**Passage shown:**
☆ ☆ ☆

It has been a while since I’ve been able to post here. I spent the summer revising and re-revising my memoir, and that left little time for anything else. 30,000 words later, I’m free from my first literary baby, but my new literary kiddo, the one about my military experience, has garnered interest from an agent, so I had to immediately get back to crafting. No complaints here. I am enjoying this work.

So many things I want to write about, I feel overwhelmed. I’d like to give tips on writing and the publishing process as I promised last year, but that all feels weak and pedestrian right now. The protests in Ferguson have my heart heavy, troubled, and I find it difficult to rest when I know there is turmoil occurring in the country I love so much. I’ve seen the racist comments inundating twitter, the ignorance spewing from all corners of facebook, and the news reports demonizing both, Darren Wilson and Mike Brown. All of these things have taken me back to a time I’ve often wanted to forget. What do we do with this anger, these feelings of helplessness? I have no answers.

As I gave my oldest a hug before sending him back to college, I felt that helplessness, that innate fear, I know every parent feels when they send a child out into the world, praying they come back intact. I’d imagine Brown’s mother felt that as she prepared to send her child to college and I’d imagine Darren Wilson’s parents felt that as they sent their child out into the world as an officer. There is sadness in all corners of this tragedy.

I’ve struggled this last week, trying not to let the prejudices of others create prejudices in me, but it is so difficult. Every time I see someone heralding the death of Leslie McSpadden’s child a “win,” it gets harder and harder to find that bit of me that sees the best in others. As I stated, I have no answers, but I am praying we can find our way back to a better America than we had before. If we can remember Mike Brown is someone’s child and Darren Wilson is someone’s child, then maybe we can remember both of them are human.

Mike Brown’s death triggered something in me. Knowing his blood leaked on that hard street for hours, like he was roadkill, has stayed with me. I remembered being a little girl, watching many bodies grow cold as my eyes burned in my head. At that time, I thought, “They don’t care anything about us. We don’t exist to them.” I believed this of the white cops that walked over the bodies as they searched the scene and the black shooters, who left pieces of themselves when they took the life of someone who looked, acted, and wanted to live just like they did. I spent decades undoing those beliefs of invisibility, until I saw Mike Brown, dying alone, no one caring enough to cover him with a sheet.

☆ ☆ ☆

**Recorded information:**
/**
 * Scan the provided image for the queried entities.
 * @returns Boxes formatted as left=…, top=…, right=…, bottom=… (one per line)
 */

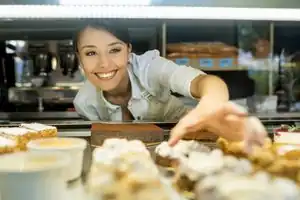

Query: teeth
left=96, top=71, right=117, bottom=79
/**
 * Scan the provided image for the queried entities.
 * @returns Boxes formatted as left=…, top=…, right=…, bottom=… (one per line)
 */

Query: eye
left=109, top=48, right=121, bottom=53
left=85, top=51, right=96, bottom=56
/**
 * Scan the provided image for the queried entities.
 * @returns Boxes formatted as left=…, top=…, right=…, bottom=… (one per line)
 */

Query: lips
left=95, top=70, right=117, bottom=80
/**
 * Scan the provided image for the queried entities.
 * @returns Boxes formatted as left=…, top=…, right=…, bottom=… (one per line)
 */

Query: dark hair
left=73, top=20, right=130, bottom=52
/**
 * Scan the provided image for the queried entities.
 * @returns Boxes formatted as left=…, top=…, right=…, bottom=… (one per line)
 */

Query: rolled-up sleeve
left=147, top=51, right=205, bottom=98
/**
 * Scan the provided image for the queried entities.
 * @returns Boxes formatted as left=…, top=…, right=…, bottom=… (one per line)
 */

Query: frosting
left=0, top=136, right=17, bottom=147
left=155, top=140, right=210, bottom=158
left=21, top=123, right=56, bottom=131
left=0, top=127, right=34, bottom=136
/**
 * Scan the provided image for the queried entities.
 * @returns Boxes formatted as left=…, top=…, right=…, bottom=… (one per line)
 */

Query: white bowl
left=27, top=137, right=87, bottom=181
left=0, top=152, right=69, bottom=200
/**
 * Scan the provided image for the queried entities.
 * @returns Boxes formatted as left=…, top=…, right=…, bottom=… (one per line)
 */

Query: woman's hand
left=169, top=99, right=267, bottom=151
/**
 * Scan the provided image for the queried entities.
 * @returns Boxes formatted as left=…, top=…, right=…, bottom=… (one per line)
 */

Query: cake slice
left=21, top=123, right=57, bottom=137
left=0, top=136, right=18, bottom=155
left=155, top=140, right=211, bottom=167
left=0, top=127, right=40, bottom=150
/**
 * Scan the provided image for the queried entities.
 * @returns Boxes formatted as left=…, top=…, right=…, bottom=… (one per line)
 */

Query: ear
left=76, top=52, right=83, bottom=67
left=128, top=43, right=132, bottom=53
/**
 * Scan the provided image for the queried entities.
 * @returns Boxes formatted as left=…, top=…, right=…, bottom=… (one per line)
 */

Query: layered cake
left=20, top=123, right=57, bottom=137
left=195, top=172, right=300, bottom=200
left=175, top=149, right=253, bottom=191
left=155, top=140, right=211, bottom=167
left=0, top=127, right=40, bottom=150
left=0, top=136, right=18, bottom=155
left=218, top=139, right=300, bottom=184
left=88, top=139, right=179, bottom=200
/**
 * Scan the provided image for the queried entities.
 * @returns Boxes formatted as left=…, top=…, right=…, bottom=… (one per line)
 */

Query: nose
left=98, top=55, right=109, bottom=68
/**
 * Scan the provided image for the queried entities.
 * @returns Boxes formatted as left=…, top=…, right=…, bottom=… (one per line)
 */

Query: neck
left=104, top=74, right=131, bottom=97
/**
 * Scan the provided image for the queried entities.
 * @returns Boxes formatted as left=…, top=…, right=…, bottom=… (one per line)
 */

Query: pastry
left=175, top=149, right=224, bottom=191
left=195, top=172, right=300, bottom=200
left=0, top=127, right=40, bottom=150
left=88, top=139, right=179, bottom=200
left=20, top=123, right=57, bottom=137
left=155, top=140, right=210, bottom=167
left=0, top=136, right=18, bottom=155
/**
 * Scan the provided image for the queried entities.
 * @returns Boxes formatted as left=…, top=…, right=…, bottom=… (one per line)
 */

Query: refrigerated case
left=0, top=4, right=300, bottom=114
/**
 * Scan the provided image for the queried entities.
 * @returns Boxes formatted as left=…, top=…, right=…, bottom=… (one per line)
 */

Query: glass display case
left=0, top=1, right=300, bottom=117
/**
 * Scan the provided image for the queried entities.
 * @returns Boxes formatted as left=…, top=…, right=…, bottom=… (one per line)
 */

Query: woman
left=74, top=22, right=264, bottom=150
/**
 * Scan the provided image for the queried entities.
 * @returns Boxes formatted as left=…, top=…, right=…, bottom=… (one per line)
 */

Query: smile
left=95, top=70, right=117, bottom=80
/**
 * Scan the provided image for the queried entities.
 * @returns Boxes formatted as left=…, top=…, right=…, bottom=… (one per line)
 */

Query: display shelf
left=0, top=5, right=300, bottom=21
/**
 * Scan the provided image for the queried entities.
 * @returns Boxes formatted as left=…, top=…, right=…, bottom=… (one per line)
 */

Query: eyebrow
left=80, top=42, right=123, bottom=49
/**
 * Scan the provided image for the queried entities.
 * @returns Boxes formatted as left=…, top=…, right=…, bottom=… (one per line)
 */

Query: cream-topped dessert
left=155, top=140, right=210, bottom=167
left=88, top=139, right=179, bottom=200
left=0, top=127, right=36, bottom=137
left=0, top=136, right=18, bottom=154
left=0, top=127, right=40, bottom=150
left=195, top=172, right=300, bottom=200
left=20, top=123, right=57, bottom=137
left=0, top=152, right=68, bottom=172
left=175, top=149, right=253, bottom=191
left=0, top=136, right=17, bottom=147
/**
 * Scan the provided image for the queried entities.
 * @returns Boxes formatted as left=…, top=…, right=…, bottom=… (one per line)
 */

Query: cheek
left=110, top=53, right=128, bottom=69
left=81, top=58, right=98, bottom=73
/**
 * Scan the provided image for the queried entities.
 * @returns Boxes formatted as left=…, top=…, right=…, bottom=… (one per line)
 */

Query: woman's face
left=77, top=27, right=131, bottom=91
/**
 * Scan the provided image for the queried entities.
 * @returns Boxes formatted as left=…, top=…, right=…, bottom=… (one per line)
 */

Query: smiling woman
left=74, top=21, right=266, bottom=150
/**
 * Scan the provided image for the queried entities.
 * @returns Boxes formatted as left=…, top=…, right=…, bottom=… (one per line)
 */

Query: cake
left=87, top=139, right=179, bottom=200
left=20, top=123, right=57, bottom=137
left=0, top=136, right=18, bottom=155
left=0, top=127, right=40, bottom=150
left=155, top=140, right=210, bottom=167
left=175, top=149, right=253, bottom=191
left=195, top=172, right=300, bottom=200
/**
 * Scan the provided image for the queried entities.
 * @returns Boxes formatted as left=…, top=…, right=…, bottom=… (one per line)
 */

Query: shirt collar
left=98, top=65, right=142, bottom=110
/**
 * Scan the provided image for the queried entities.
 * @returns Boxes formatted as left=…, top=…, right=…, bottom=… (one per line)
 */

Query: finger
left=222, top=102, right=248, bottom=116
left=249, top=117, right=267, bottom=145
left=245, top=117, right=267, bottom=153
left=168, top=123, right=187, bottom=146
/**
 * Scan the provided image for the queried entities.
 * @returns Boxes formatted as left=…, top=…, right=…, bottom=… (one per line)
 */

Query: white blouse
left=74, top=50, right=204, bottom=121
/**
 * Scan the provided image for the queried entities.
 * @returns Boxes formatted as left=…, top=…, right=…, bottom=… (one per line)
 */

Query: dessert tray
left=0, top=124, right=300, bottom=200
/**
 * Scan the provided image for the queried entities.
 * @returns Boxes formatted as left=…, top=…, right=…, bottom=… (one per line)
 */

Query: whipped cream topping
left=0, top=127, right=34, bottom=136
left=0, top=136, right=17, bottom=147
left=21, top=123, right=56, bottom=131
left=195, top=172, right=300, bottom=200
left=93, top=138, right=150, bottom=164
left=179, top=149, right=253, bottom=180
left=155, top=140, right=210, bottom=159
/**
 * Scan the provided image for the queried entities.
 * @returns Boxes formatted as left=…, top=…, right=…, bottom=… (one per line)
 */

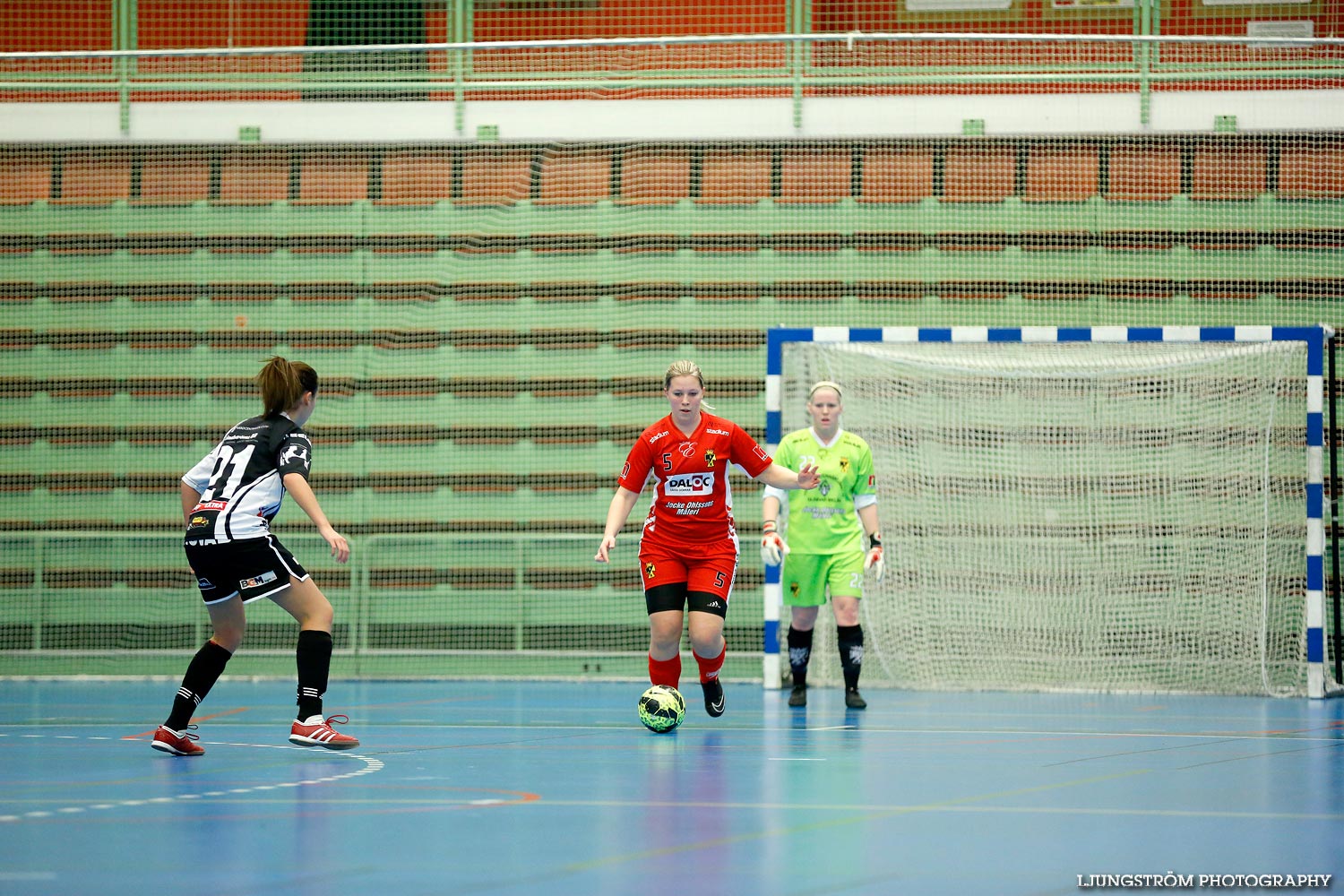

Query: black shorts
left=183, top=535, right=308, bottom=603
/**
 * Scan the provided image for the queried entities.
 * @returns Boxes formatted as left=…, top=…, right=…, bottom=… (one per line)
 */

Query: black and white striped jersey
left=182, top=415, right=314, bottom=544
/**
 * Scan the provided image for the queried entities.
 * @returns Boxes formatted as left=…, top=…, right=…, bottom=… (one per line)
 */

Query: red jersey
left=618, top=411, right=773, bottom=548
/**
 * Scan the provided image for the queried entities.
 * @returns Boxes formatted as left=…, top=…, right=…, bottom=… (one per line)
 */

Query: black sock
left=836, top=626, right=863, bottom=691
left=295, top=629, right=332, bottom=720
left=164, top=641, right=234, bottom=731
left=789, top=626, right=812, bottom=688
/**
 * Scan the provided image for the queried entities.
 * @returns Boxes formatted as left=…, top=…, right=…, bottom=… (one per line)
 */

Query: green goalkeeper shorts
left=781, top=551, right=865, bottom=607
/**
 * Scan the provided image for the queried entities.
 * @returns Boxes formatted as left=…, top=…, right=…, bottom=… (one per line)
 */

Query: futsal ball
left=640, top=685, right=685, bottom=734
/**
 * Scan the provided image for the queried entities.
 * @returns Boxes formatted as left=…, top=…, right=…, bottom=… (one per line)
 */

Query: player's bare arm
left=593, top=487, right=640, bottom=563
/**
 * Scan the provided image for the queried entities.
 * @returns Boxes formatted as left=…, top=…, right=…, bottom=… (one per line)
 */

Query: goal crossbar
left=763, top=325, right=1339, bottom=697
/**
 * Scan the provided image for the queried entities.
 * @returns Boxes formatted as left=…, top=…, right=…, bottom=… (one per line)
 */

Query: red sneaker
left=150, top=726, right=206, bottom=756
left=289, top=716, right=359, bottom=750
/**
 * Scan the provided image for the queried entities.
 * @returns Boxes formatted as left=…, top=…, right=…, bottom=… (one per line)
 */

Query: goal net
left=766, top=328, right=1325, bottom=696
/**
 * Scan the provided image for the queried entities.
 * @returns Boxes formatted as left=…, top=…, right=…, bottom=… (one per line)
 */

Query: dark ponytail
left=257, top=355, right=317, bottom=417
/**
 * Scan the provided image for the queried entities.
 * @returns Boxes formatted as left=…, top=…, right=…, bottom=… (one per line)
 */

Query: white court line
left=0, top=735, right=383, bottom=827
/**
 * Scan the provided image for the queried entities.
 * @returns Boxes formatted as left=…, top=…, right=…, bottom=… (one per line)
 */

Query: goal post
left=763, top=325, right=1339, bottom=697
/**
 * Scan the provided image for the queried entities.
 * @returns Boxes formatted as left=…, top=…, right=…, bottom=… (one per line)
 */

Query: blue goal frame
left=763, top=323, right=1339, bottom=697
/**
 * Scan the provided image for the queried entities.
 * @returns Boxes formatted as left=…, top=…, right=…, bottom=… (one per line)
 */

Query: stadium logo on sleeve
left=280, top=444, right=308, bottom=465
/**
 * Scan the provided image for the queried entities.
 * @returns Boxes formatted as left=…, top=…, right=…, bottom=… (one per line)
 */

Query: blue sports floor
left=0, top=678, right=1344, bottom=896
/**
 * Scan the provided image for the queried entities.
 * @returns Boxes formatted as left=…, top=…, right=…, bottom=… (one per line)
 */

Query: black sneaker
left=701, top=678, right=723, bottom=719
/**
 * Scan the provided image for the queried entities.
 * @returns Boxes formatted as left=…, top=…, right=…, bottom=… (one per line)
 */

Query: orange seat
left=780, top=148, right=854, bottom=202
left=1107, top=142, right=1180, bottom=202
left=220, top=146, right=289, bottom=205
left=295, top=149, right=368, bottom=205
left=1021, top=143, right=1101, bottom=202
left=537, top=148, right=612, bottom=205
left=0, top=149, right=51, bottom=205
left=943, top=145, right=1018, bottom=202
left=378, top=149, right=453, bottom=205
left=1279, top=145, right=1344, bottom=199
left=1190, top=140, right=1268, bottom=200
left=857, top=146, right=933, bottom=202
left=457, top=146, right=537, bottom=205
left=53, top=149, right=132, bottom=205
left=617, top=148, right=691, bottom=205
left=696, top=149, right=771, bottom=205
left=136, top=151, right=210, bottom=205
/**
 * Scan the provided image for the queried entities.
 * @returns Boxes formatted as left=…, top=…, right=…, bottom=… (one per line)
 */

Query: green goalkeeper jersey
left=774, top=428, right=878, bottom=554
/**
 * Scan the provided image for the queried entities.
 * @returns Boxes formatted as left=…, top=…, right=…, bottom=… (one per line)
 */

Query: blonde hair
left=257, top=355, right=317, bottom=417
left=808, top=380, right=844, bottom=401
left=663, top=361, right=714, bottom=411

☆ ☆ ☆

**Requirement 1:** Retype everything in the post from "I’ve struggled this" down to "them are human.".
**Requirement 2:** Filter the records, keeping only the lines that contain the word "goalkeeper".

**Exercise answer 1:**
I’ve struggled this last week, trying not to let the prejudices of others create prejudices in me, but it is so difficult. Every time I see someone heralding the death of Leslie McSpadden’s child a “win,” it gets harder and harder to find that bit of me that sees the best in others. As I stated, I have no answers, but I am praying we can find our way back to a better America than we had before. If we can remember Mike Brown is someone’s child and Darren Wilson is someone’s child, then maybe we can remember both of them are human.

**Exercise answer 2:**
Query: green goalkeeper shorts
Query: green goalkeeper jersey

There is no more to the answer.